** Excerpted records follows **
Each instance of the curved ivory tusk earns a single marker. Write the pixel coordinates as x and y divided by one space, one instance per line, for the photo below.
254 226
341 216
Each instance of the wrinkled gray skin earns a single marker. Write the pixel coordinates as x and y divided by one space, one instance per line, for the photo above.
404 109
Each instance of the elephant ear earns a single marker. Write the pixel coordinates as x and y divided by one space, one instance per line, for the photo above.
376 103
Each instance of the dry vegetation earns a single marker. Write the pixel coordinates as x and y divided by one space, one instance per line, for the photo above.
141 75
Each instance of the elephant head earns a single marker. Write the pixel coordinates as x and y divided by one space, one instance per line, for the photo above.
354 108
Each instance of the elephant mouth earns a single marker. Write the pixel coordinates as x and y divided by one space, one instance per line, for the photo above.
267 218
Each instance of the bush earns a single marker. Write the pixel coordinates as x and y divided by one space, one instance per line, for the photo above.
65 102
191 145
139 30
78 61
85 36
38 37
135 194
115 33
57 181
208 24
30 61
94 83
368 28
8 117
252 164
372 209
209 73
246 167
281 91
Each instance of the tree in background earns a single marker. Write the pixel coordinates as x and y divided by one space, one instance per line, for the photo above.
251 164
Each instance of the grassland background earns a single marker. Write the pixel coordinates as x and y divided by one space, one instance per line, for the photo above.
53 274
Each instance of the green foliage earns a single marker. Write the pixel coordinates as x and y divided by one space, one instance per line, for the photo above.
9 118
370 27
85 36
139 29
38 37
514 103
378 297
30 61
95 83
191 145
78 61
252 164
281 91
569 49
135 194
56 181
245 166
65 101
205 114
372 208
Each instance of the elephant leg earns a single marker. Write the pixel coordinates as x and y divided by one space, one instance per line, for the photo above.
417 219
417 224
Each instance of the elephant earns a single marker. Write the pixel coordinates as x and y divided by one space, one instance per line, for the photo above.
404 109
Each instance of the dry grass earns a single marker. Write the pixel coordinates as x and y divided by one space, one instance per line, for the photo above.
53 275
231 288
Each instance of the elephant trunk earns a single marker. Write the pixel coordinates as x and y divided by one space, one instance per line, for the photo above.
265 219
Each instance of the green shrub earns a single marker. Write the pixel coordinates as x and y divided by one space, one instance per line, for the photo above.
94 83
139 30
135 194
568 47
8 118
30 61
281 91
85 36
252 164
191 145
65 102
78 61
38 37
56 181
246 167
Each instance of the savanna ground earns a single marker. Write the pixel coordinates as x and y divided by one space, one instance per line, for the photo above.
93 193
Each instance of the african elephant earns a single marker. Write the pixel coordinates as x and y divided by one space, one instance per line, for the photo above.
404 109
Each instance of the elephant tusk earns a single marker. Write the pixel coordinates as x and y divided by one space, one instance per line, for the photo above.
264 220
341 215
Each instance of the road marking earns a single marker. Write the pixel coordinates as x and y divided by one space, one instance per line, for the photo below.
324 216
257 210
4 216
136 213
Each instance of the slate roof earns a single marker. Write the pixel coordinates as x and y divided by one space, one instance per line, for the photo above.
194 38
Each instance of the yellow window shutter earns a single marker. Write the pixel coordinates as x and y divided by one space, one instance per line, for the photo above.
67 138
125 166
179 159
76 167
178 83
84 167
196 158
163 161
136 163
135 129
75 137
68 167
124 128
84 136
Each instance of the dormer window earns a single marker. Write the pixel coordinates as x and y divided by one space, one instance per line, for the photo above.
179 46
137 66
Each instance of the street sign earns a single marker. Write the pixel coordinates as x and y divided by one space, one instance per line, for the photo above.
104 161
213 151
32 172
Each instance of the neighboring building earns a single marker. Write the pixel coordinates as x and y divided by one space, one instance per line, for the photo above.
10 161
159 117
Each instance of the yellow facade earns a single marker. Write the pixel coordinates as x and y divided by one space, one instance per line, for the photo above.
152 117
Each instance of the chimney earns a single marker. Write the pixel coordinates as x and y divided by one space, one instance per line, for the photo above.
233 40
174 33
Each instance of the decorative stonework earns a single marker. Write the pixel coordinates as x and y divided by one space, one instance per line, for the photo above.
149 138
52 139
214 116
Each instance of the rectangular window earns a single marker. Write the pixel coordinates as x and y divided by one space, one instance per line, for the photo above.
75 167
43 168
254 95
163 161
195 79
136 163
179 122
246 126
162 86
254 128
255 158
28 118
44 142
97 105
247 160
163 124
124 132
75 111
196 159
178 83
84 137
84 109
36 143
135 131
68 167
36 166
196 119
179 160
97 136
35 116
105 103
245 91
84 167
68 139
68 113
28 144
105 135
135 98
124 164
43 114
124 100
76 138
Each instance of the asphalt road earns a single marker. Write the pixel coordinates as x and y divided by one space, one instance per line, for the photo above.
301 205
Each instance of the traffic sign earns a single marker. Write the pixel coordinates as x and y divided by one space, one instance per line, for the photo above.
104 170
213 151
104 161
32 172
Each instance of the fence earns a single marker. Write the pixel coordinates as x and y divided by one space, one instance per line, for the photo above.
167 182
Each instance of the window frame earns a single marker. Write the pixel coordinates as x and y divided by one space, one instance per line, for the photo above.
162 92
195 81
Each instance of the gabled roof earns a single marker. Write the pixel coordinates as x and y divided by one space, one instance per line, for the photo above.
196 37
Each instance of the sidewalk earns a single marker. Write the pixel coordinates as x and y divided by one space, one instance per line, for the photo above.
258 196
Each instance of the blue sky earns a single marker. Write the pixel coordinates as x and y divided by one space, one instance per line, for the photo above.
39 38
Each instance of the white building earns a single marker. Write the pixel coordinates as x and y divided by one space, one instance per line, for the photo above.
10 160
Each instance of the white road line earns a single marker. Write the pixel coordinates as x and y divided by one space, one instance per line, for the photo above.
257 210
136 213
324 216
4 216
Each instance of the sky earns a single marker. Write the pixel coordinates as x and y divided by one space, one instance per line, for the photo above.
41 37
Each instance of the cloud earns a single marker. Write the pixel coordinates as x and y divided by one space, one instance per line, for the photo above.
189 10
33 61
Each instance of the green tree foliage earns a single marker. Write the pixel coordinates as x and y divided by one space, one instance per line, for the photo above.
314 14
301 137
** End of Excerpted records **
Directions for this task: The answer should consist of every record above, copied exactly.

Solution:
Each instance of the curved ivory tusk earns a single marker. Write the pixel coordinates as x and y divided by one space, one instance per line, for the photo below.
254 226
341 216
Each instance of the wrinkled gray skin earns a single marker. Write the pixel coordinates as x and y divided by one space, one instance per line, for the photo above.
404 109
Each instance of the elephant ear earns a single marker. Write the pixel coordinates as x and y divided by one space, one instance per line, for the photo above.
376 103
Each instance of the dry vegetation earns a single marker. Write the pixel coordinates as x and y divided by one space, one instance per line, for the photo above.
141 75
Each instance of the elephant head earns a single marker. Write the pixel coordinates as x and y divided by one space, one instance per line, for the photo above.
354 108
Each instance of the elephant mouth earns a single marker. Write the pixel coordinates as x and y divided by one space, one instance per line, for the photo above.
267 218
Each instance of the bush earns a single marker. Write the pixel coordinates as x and y divided by one space, one instance per line, for the photo above.
65 102
191 145
139 30
78 61
85 36
38 37
135 194
115 33
57 181
208 24
30 61
94 83
368 28
8 117
252 164
372 209
209 73
246 167
281 91
Each instance of the tree in background earns a single marker. Write the pixel coordinates as x and y divided by one space, one instance per line, for the photo above.
251 164
Each instance of the grassland background earns a single marker. Write the pixel coordinates as x and y divided by one space, one instance per line, for the photo above.
53 274
Each instance of the green foliage earns a single marker. Write the pixel coordinates as x and y divided by one space, one instance per line, for the photo above.
9 118
370 27
85 36
139 29
38 37
514 103
378 297
30 61
95 83
191 145
78 61
252 164
281 91
569 49
135 194
56 181
245 166
65 101
205 114
372 208
Each instance of the elephant leg earns a single marker. Write the pixel coordinates as x and y divided by one space, one instance per line, for the photo above.
417 219
417 224
Each instance of the elephant earns a single marker. Write the pixel coordinates as x and y divided by one space, one instance per line, for the photo above.
404 109
Each instance of the dry grass earns a single marker. Write the pixel coordinates as x and y divided by one space, one instance per line, for the photo above.
53 275
231 288
Each instance of the elephant trunk earns a single marker. Write the pixel coordinates as x and y divided by one space, one instance per line, for the photo above.
265 219
Each instance of the green shrub earns a single marker. Write the pixel coordinates as x and y divided by one space, one instance per line, for the photo above.
94 83
139 30
135 194
568 47
8 118
30 61
281 91
85 36
252 164
191 145
65 102
78 61
38 37
56 181
246 167
Each instance of the savanna ground earns a single marker. Write the pixel coordinates as x and y divided by one space, one instance per line, for the photo above.
93 193
Each instance of the african elephant earns a single marker. Write the pixel coordinates as x and y divided by one space, one instance per line, for the photo above.
404 109
Each instance of the elephant tusk earns a single marker. Write the pixel coordinates as x and y divided by one space, one instance per line, for the photo above.
264 220
341 215
Each instance of the road marking earns a single marker. Write the pixel coordinates as x and y divided by one space, one instance per line, for the photo below.
324 216
257 210
4 216
136 213
Each instance of the slate roof earns a single marker. Write the pixel coordinates as x and y divided by one space, one instance per line, for the photo above.
194 38
Each instance of the yellow window shutter earns a single marker. Write the pixel coordinates as x and y divided by one space, one instance per line, for the photo above.
67 138
125 166
179 159
76 167
178 83
84 167
196 158
163 161
136 163
135 129
75 137
68 167
124 128
84 136
Each instance of the dormer window earns a single marker. Write the pixel coordinates as x and y divided by one space, one instance per line, for the photo above.
179 46
137 66
Each instance of the street sign earns a single marker. Write the pixel coordinates as x and y divided by one space, one instance per line, for the photo above.
104 161
213 151
32 172
Each instance of the neighboring building earns a single marker. Write the pixel coordinates as x and y divided by one space, one instance per line, for the photo above.
10 161
159 117
Each instance of the yellow facade earns a single marker. Write the pixel coordinates as x and y divided by one space, one instance per line, for the photo above.
152 117
Each instance of the chimney earns a single marker. Write the pixel coordinates as x and y divided by one space, one instance per line, for the photo above.
233 40
174 33
Each instance of the decorative stonework earns a single marker. Write the pixel coordinates as x and y divided by one space, one instance per line, for the photo above.
149 138
52 139
214 116
Each instance of the rectangular window earns a single marker. Write the pixel coordinates as x and y divided by one space, one instance per line, for the photo above.
75 167
43 168
254 95
163 161
195 79
136 163
179 122
246 126
162 86
254 128
255 158
28 118
44 142
97 105
247 160
163 124
124 132
75 111
196 159
178 83
84 137
84 109
36 143
135 131
68 167
36 166
196 119
179 160
97 136
35 116
105 103
245 91
84 167
68 139
68 113
28 144
105 135
135 98
124 164
43 114
124 100
76 138
Each instance of the asphalt road earns a single marker. Write the pixel coordinates as x and y divided by one space, one instance per line, for the photo above.
301 205
Each instance of the traffic sign earns a single marker. Write the pixel coordinates as x and y divided by one space, one instance per line, for the photo above.
104 170
213 151
104 161
32 172
Each instance of the fence earns a single marker. Write the pixel coordinates as x and y divided by one space, one instance per line, for the photo above.
167 182
Each instance of the window frame earns a single marker. Write the pixel coordinates as x and y divided by one space, one instance per line, for the photo above.
162 92
195 81
Each instance of the gabled roof earns a single marker. Write the pixel coordinates as x and y divided by one space, one instance per line, for the photo above.
196 37
Each instance of the sidewalk earns a single marker. Write the pixel coordinates as x and y divided by one space, one instance per line, for the photo above.
258 196
Each instance of the blue sky earns a single marker. Write the pixel coordinates as x and y divided by one space, one instance per line, for the photo above.
39 38
Each instance of the white building earns a single marker. Write the pixel coordinates as x and y divided by one space, one instance per line, for the photo above.
10 160
Each instance of the white road line earns a single marker. Write the pixel coordinates as x and y divided by one space, one instance per line, for the photo above.
257 210
136 213
324 216
4 216
Each instance of the sky earns a single marker. Write the pixel coordinates as x and y divided by one space, one instance per line, for the photo above.
41 37
Each instance of the cloud earns a single marker. Write the pixel coordinates as x and y divided by one space, one instance per line, for the photo above.
189 10
33 61
Each instance of the green tree foliage earns a single marker. Write the pixel coordinates as x and y divided by one space, one instance per line, for the photo above.
314 14
301 137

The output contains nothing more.